• _Directions_: All the records below must be returned exactly as they stand.
Records for this exercise Block Start
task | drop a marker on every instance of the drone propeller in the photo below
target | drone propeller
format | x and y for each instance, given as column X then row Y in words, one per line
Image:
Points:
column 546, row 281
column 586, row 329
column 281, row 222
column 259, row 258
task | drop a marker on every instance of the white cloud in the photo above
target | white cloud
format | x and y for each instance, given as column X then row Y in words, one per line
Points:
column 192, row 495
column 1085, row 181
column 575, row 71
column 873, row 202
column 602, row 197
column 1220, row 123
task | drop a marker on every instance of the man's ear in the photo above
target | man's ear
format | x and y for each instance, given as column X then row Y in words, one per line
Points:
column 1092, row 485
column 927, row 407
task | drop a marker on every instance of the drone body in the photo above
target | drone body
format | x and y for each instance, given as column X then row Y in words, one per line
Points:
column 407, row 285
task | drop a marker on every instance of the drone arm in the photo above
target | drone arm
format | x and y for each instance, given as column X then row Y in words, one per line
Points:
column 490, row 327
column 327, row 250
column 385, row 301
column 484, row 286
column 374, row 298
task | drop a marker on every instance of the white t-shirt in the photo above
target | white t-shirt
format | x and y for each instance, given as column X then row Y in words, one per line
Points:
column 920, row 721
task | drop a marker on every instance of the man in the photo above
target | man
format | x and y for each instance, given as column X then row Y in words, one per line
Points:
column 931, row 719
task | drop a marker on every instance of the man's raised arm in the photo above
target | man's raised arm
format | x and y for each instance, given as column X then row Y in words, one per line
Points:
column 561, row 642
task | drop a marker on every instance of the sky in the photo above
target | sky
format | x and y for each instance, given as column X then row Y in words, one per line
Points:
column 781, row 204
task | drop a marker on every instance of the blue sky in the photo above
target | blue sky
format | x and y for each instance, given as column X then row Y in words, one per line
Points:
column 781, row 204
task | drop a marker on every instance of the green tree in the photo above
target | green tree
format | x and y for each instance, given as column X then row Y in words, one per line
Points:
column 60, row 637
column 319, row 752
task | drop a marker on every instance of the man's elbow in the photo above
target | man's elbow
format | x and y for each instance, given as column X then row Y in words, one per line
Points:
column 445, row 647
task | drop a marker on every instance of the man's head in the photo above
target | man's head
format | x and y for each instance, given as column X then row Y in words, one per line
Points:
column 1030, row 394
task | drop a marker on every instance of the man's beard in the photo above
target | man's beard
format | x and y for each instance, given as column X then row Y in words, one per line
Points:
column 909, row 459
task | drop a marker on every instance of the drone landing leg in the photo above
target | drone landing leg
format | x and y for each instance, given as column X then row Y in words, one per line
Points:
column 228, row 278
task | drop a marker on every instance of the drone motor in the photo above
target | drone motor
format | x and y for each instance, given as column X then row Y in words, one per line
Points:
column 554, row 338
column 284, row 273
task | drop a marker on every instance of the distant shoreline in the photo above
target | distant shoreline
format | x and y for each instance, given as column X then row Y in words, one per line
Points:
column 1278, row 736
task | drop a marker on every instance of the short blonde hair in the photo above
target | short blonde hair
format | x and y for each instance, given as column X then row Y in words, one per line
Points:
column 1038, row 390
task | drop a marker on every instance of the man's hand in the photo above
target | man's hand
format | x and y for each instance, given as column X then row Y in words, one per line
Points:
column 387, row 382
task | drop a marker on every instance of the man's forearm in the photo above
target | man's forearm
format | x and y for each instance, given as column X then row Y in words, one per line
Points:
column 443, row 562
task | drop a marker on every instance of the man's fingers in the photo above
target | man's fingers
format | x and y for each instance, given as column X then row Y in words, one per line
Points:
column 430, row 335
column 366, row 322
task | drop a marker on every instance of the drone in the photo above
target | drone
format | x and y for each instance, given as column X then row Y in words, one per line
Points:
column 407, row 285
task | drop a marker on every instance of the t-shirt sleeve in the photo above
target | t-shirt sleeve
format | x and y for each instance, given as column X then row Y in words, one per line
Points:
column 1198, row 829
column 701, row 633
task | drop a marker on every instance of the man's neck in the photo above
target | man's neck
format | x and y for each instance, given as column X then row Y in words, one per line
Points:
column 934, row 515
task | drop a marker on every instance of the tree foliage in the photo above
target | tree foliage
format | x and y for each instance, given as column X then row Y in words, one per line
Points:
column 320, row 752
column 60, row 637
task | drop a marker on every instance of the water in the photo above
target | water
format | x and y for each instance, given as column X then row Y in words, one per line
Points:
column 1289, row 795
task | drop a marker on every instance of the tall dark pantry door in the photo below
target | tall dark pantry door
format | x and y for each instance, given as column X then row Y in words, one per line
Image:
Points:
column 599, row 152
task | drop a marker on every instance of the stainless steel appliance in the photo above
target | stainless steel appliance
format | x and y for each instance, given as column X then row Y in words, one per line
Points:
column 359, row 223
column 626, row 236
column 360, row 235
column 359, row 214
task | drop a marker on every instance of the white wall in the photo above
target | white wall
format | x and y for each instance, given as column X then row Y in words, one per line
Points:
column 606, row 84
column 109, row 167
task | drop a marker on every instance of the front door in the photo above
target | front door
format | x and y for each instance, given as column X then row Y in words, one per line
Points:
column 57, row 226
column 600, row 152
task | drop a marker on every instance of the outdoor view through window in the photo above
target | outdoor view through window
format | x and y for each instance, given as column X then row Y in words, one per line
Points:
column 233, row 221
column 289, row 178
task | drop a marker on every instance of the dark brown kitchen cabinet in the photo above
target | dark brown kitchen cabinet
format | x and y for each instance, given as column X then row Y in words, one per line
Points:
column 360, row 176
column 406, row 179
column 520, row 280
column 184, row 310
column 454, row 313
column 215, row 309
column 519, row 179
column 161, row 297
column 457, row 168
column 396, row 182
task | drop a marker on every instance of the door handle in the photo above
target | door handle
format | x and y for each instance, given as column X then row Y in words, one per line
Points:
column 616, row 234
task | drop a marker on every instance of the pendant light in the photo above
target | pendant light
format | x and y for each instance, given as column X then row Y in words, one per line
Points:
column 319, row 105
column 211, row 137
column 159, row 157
Records for this exercise Block End
• _Task response_:
task | drop a marker on every instance of the drone propeller in the photo below
target | drone propeller
format | x and y for each instance, given as column X then row Y in words, one per line
Image:
Points:
column 546, row 281
column 586, row 329
column 281, row 222
column 259, row 258
task | drop a marker on every instance of the white cloud in the photo above
target | white cloud
format | x and y for each instance, given as column X then row Y in words, one per line
Points:
column 192, row 495
column 1085, row 181
column 575, row 71
column 873, row 202
column 602, row 197
column 1220, row 123
task | drop a marker on every instance of the man's ear in the photo above
target | man's ear
format | x and y for each instance, given as column X then row Y in words, one per line
Points:
column 1092, row 485
column 927, row 407
task | drop a marker on every instance of the drone body in the photo above
target | drone body
format | x and y for each instance, given as column X then row Y in words, one per line
Points:
column 407, row 285
task | drop a marker on every instance of the drone arm in the photo above
target | drone arm
format | x and y for each instance, given as column X then row Y in words, one per line
Points:
column 490, row 327
column 327, row 250
column 385, row 301
column 484, row 286
column 374, row 298
task | drop a marker on every instance of the white t-shirt in the photo above
target | white t-shirt
format | x and y for each instance, given as column X then row Y in words, one per line
Points:
column 920, row 721
task | drop a marker on every instance of the man in the photo above
target | man
format | x and y for each instance, given as column X then row Y in words, one per line
Points:
column 931, row 719
task | drop a marker on every instance of the man's raised arm in the photo above
target | man's raised arm
format | x and y for each instance, given as column X then row Y in words, one per line
Points:
column 561, row 642
task | drop a marker on every instance of the sky in the photo above
target | sky
format | x and y for each instance, given as column X then row Y in words, one per line
Points:
column 781, row 204
task | drop a marker on every instance of the blue sky in the photo above
target | blue sky
format | x and y for each instance, given as column X then row Y in words, one per line
Points:
column 781, row 204
task | drop a marker on every instance of the green tree in the photo above
target | green tree
format | x and y for each instance, given as column X then row Y in words, one per line
Points:
column 60, row 637
column 319, row 752
task | drop a marker on every instance of the man's elbow in the photo above
target | man's elbow
format | x and y for each instance, given as column X then row Y in words, one per line
Points:
column 445, row 647
task | drop a marker on every instance of the man's head in the photo above
target | man's head
format | x and y for each instance, given as column X then row Y in words, one per line
Points:
column 1030, row 394
task | drop a marker on every instance of the man's beard in the photo above
target | man's beard
format | x and y for each instance, given as column X then row Y in words, one per line
Points:
column 909, row 459
task | drop a marker on every instance of the drone landing leg in the photo above
target | drone landing leg
format | x and y for each instance, given as column X then row Y in words, one per line
Points:
column 228, row 278
task | drop a marker on every instance of the drone motor in the photo above
target | drone motor
format | x and y for each instance, given as column X then row Y in words, one per line
Points:
column 554, row 338
column 284, row 273
task | drop a marker on every instance of the distant shoreline in the photo above
target | distant shoreline
format | x and y for each instance, given as column X then row Y in words, one per line
Points:
column 1278, row 736
task | drop a marker on every instance of the short blonde hair in the photo above
target | short blonde hair
format | x and y for each instance, given as column X then row Y in words, one per line
Points:
column 1038, row 390
task | drop a marker on every instance of the man's hand in the photo above
target | man's hand
format | x and y for each instance, given as column X then row Y in words, one per line
Points:
column 387, row 382
task | drop a marker on every instance of the man's forearm in the photo above
target | man's forearm
format | x and y for each instance, given as column X then row Y in words, one per line
Points:
column 443, row 562
task | drop a marker on every instance of the man's fingers in the photo above
target | man's fingers
format | x and y for each instance, given as column X then row Y in words, one per line
Points:
column 430, row 335
column 366, row 322
task | drop a marker on every instance of the drone in the photo above
target | drone
format | x and y for each instance, given as column X then row Y in words, one per line
Points:
column 407, row 285
task | drop a marker on every instance of the t-shirt sleeve in the photo above
target | t-shirt sleeve
format | x and y for each instance, given as column X then row Y in words, one per line
Points:
column 1198, row 829
column 701, row 633
task | drop a marker on every instance of the man's neck in the photo above
target | man's neck
format | x and y for each instance, given as column X then row Y in words, one per line
Points:
column 934, row 515
task | drop a marker on every instance of the tree foliage in the photo above
target | tree foliage
format | x and y for each instance, given as column X then row Y in words, one per line
Points:
column 320, row 752
column 60, row 637
task | drop a marker on every instance of the water in the photo above
target | water
format | x and y for each instance, given as column X then row Y in words, one per line
Points:
column 1289, row 795
task | drop a marker on every instance of the tall dark pantry door in the photo below
target | tall dark pantry door
format | x and y for each instance, given as column X then row Y in words, one per line
Image:
Points:
column 599, row 152
task | drop a marker on every instance of the stainless steel appliance in the photo above
target | stainless steel appliance
format | x and y for each instance, given as column X then row Y in words, one per line
Points:
column 359, row 223
column 626, row 236
column 360, row 235
column 359, row 214
task | drop a marker on every instance of the white wall in the photo above
target | white wall
format | x and y for each instance, given as column X then row Y in words, one per line
Points:
column 606, row 84
column 109, row 167
task | drop a marker on every instance of the front door in the photo above
target | front door
format | x and y for each instance, given as column X then row Y in words, one per line
Points:
column 57, row 226
column 600, row 152
task | drop a marker on every instance of the outdoor view through window in the photo above
target | outdoor view through window
format | x and y for each instance, given as column X then row Y in words, one per line
Points:
column 233, row 221
column 289, row 178
task | drop a marker on every instance of the dark brown kitchen cabinet in the photo above
target | dark brown kitchen cabinet
format | x and y for each instance, given as column X then row Y in words, one per line
Points:
column 360, row 176
column 406, row 179
column 520, row 280
column 184, row 310
column 454, row 313
column 215, row 309
column 519, row 179
column 161, row 297
column 457, row 168
column 396, row 182
task | drop a marker on every instance of the door handle in the photo above
target | door handle
format | x and y for each instance, given as column X then row Y in words, one per line
Points:
column 616, row 234
task | drop a marker on every instance of the pendant light in the photo above
target | pendant light
format | x and y for each instance, given as column X then row Y in words, one per line
Points:
column 319, row 105
column 211, row 137
column 159, row 157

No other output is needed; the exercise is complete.